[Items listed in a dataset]
#####

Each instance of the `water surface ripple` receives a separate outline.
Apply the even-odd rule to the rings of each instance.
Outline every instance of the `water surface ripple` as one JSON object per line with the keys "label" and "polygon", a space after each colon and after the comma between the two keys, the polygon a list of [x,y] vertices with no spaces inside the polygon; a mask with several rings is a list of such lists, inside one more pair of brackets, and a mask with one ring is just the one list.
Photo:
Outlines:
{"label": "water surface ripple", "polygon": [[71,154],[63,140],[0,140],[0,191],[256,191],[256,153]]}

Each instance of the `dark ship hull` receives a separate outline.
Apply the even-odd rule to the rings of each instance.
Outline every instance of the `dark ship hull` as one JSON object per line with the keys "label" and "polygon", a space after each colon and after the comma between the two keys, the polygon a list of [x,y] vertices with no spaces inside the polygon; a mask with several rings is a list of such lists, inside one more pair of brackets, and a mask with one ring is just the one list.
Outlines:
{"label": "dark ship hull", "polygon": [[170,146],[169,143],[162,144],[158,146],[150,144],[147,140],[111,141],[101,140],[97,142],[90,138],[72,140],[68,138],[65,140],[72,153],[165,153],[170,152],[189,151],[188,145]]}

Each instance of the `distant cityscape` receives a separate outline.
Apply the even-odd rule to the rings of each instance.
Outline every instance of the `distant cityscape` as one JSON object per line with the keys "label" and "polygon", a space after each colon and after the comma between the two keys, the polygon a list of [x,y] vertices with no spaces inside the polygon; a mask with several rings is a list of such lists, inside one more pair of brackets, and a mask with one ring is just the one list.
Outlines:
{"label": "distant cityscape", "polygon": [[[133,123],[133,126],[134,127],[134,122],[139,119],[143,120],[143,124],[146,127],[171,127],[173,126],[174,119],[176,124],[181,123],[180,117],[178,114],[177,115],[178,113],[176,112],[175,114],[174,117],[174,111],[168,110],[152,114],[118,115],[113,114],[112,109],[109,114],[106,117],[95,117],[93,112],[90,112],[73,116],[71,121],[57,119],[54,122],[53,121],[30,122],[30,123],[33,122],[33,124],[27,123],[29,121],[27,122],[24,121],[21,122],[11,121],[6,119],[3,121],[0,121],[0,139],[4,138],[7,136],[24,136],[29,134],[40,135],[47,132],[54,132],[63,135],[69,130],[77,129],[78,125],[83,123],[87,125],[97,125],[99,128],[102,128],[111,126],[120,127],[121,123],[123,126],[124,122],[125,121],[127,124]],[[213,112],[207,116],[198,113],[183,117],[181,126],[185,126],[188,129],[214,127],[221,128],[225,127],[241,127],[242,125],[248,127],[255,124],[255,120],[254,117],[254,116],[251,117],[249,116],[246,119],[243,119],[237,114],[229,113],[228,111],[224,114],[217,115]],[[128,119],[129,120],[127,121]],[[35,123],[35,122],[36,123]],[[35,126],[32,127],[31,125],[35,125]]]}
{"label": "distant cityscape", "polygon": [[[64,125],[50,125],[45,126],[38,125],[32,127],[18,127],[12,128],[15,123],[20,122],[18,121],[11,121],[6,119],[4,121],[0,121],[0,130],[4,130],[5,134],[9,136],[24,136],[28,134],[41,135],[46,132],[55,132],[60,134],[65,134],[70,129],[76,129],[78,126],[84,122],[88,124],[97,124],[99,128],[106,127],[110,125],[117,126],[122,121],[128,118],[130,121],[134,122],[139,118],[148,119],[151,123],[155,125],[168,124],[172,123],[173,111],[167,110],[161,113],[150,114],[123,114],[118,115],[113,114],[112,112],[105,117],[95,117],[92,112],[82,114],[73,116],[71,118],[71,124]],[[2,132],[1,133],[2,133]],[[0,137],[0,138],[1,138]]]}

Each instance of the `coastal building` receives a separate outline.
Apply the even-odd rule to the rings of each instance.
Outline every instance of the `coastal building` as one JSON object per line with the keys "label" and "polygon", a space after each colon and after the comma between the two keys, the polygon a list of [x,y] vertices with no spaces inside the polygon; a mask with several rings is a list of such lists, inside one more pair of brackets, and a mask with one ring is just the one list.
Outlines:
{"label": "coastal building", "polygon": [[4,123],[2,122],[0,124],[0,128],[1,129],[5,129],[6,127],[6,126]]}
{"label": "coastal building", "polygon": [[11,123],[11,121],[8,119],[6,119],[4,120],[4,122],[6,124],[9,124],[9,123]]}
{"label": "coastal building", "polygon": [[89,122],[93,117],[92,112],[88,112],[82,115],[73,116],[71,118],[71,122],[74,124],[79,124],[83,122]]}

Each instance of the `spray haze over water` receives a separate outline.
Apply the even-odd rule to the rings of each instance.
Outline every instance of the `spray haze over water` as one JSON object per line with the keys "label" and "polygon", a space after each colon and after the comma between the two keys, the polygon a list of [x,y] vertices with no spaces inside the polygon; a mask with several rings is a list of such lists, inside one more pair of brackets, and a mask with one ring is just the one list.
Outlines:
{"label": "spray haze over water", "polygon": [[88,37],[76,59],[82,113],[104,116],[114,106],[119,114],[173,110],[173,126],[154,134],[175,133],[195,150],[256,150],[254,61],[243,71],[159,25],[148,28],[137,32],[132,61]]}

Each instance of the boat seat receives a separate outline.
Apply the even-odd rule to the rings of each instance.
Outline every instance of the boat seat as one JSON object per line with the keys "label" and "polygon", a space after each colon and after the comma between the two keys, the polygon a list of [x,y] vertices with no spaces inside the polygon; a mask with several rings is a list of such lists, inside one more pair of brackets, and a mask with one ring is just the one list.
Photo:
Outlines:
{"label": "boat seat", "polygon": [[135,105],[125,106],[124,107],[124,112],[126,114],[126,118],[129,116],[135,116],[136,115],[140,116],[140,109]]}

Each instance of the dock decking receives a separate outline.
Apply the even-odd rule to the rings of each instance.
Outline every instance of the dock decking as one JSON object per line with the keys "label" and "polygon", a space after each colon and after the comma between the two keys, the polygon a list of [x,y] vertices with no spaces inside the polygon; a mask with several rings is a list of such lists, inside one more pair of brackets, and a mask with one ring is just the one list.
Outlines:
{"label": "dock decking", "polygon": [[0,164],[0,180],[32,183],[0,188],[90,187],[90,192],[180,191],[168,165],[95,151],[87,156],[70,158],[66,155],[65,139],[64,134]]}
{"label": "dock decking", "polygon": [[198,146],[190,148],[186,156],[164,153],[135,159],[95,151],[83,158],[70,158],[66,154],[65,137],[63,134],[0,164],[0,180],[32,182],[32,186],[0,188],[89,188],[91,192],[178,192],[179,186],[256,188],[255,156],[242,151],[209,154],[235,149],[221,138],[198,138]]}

#####

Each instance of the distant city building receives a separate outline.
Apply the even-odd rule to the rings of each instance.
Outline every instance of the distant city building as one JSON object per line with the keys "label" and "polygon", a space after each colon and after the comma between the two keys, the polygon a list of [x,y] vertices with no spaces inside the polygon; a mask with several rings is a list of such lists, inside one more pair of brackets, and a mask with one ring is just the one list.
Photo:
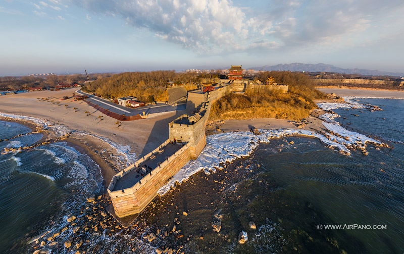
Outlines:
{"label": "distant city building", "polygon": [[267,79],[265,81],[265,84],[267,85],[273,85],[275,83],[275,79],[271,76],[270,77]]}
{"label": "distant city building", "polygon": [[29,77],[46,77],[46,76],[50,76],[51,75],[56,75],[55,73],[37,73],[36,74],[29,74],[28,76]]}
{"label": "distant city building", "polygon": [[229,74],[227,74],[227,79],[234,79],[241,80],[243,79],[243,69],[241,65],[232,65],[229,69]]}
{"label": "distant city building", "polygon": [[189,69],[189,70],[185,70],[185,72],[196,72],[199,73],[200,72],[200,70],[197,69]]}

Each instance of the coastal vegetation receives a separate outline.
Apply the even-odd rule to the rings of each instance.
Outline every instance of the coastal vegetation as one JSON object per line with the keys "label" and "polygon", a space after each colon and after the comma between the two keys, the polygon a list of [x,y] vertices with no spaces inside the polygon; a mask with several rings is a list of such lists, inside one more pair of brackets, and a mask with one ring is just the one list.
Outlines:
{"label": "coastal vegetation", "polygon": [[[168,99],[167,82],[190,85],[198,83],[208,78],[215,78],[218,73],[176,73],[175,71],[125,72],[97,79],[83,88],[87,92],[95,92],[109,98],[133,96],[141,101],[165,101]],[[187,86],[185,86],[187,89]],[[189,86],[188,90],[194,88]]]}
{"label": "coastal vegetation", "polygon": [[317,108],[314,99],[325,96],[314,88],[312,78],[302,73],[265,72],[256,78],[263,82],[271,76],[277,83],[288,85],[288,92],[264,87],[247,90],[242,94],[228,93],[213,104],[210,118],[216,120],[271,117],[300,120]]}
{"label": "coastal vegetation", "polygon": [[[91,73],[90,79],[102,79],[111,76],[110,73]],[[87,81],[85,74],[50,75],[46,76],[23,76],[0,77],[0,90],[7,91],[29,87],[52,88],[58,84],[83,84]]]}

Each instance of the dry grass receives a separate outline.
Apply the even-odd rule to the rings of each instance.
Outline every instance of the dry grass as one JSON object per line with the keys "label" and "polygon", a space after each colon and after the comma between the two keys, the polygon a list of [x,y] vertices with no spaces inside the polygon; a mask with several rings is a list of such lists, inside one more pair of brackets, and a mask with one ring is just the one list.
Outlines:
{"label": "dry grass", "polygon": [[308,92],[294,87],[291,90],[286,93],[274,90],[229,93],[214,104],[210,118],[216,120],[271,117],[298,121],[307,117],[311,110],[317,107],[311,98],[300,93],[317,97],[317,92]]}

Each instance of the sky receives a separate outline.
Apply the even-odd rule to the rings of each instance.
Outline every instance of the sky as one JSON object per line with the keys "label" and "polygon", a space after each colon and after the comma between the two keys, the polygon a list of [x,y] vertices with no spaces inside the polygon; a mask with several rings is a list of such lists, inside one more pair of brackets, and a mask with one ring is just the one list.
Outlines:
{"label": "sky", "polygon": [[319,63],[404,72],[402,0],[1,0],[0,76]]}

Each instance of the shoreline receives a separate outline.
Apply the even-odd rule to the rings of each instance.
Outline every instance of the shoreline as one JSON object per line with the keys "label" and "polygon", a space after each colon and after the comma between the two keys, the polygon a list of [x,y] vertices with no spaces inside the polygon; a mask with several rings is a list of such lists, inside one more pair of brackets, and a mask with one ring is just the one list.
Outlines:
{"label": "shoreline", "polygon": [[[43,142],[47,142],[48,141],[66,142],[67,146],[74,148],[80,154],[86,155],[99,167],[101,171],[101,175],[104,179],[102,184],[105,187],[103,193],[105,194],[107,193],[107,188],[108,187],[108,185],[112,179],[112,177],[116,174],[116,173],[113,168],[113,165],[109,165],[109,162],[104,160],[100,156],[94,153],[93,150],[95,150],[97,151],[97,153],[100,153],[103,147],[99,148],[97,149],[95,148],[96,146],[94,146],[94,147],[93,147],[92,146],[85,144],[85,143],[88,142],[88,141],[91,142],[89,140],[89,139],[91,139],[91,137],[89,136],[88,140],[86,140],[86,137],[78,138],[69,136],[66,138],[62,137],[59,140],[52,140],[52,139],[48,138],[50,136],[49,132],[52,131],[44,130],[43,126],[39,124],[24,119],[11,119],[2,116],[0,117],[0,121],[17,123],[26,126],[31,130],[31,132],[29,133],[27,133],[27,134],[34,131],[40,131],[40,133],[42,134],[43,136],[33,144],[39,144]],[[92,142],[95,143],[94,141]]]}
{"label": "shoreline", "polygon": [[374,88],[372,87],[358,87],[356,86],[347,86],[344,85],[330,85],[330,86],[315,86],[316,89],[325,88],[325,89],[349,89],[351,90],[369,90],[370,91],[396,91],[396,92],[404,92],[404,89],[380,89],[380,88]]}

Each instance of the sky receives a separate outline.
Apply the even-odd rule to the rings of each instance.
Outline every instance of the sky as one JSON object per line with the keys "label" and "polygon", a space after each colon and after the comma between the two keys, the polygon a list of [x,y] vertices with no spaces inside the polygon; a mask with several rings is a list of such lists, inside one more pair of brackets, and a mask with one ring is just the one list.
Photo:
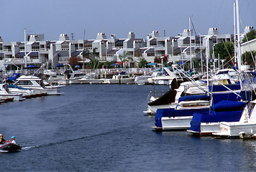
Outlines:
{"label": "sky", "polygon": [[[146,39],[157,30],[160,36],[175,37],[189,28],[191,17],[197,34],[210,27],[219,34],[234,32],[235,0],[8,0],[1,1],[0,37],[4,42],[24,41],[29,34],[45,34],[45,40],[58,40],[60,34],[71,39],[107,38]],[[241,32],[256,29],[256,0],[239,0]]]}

#####

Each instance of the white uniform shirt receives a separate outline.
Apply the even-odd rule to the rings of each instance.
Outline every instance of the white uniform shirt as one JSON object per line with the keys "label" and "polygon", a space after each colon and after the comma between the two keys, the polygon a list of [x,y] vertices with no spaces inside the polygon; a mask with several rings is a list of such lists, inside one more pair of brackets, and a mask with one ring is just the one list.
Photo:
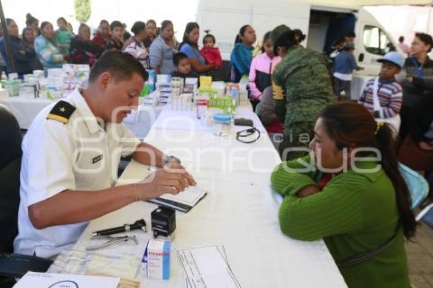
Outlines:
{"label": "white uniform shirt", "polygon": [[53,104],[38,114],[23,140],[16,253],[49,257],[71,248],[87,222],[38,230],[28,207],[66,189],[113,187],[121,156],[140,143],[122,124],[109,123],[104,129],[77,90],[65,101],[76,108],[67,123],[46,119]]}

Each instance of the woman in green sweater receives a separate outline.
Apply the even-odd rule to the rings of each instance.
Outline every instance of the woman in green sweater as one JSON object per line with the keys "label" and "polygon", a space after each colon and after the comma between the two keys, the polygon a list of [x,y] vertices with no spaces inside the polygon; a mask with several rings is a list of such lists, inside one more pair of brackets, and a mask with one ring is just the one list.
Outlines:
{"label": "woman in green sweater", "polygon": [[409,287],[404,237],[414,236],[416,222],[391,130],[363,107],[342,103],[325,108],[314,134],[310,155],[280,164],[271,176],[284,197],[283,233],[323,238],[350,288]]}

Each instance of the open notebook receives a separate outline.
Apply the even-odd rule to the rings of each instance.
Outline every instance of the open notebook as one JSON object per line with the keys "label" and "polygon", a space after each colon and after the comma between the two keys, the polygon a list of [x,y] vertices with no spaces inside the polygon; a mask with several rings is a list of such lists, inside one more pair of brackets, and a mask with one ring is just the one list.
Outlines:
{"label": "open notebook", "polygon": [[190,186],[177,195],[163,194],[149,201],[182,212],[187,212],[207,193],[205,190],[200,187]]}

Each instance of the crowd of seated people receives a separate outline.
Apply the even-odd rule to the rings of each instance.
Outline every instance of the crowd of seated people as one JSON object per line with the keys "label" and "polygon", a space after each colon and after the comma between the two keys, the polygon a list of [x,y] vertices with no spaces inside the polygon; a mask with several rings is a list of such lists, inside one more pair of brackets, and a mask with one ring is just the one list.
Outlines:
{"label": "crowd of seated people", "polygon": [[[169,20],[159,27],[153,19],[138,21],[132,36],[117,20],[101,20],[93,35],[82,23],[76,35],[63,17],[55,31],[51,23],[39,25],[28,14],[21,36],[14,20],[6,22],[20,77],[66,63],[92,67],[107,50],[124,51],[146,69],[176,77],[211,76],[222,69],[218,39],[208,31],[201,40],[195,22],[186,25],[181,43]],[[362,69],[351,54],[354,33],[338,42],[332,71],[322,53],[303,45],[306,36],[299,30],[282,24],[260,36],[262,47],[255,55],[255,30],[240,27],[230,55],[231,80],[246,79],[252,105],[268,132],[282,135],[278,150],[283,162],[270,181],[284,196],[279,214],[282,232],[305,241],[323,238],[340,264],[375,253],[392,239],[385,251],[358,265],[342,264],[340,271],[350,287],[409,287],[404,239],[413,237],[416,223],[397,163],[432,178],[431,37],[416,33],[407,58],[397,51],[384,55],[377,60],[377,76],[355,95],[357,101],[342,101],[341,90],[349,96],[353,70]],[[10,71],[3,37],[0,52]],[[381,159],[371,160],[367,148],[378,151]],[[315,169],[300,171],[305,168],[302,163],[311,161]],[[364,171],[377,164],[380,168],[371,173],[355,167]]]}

#####

» Stated task
Collect every line of the material above that contains the word "over".

» Complete output
Each instance of the `spray haze over water` receives a separate outline.
Outline every instance of the `spray haze over water` as one JSON object per line with the keys "label" and "polygon", a space after each colon and after the comma between the two keys, the polygon a list of [x,y] vertices with no spaces inside the polygon; a mask with several rings is a list of such lists, inside one more pair of brackets, and a mask with one ring is just the one list.
{"label": "spray haze over water", "polygon": [[88,37],[76,59],[82,113],[104,116],[114,106],[119,114],[173,110],[173,126],[154,134],[175,133],[195,150],[256,150],[254,61],[243,71],[159,25],[148,28],[137,32],[132,61]]}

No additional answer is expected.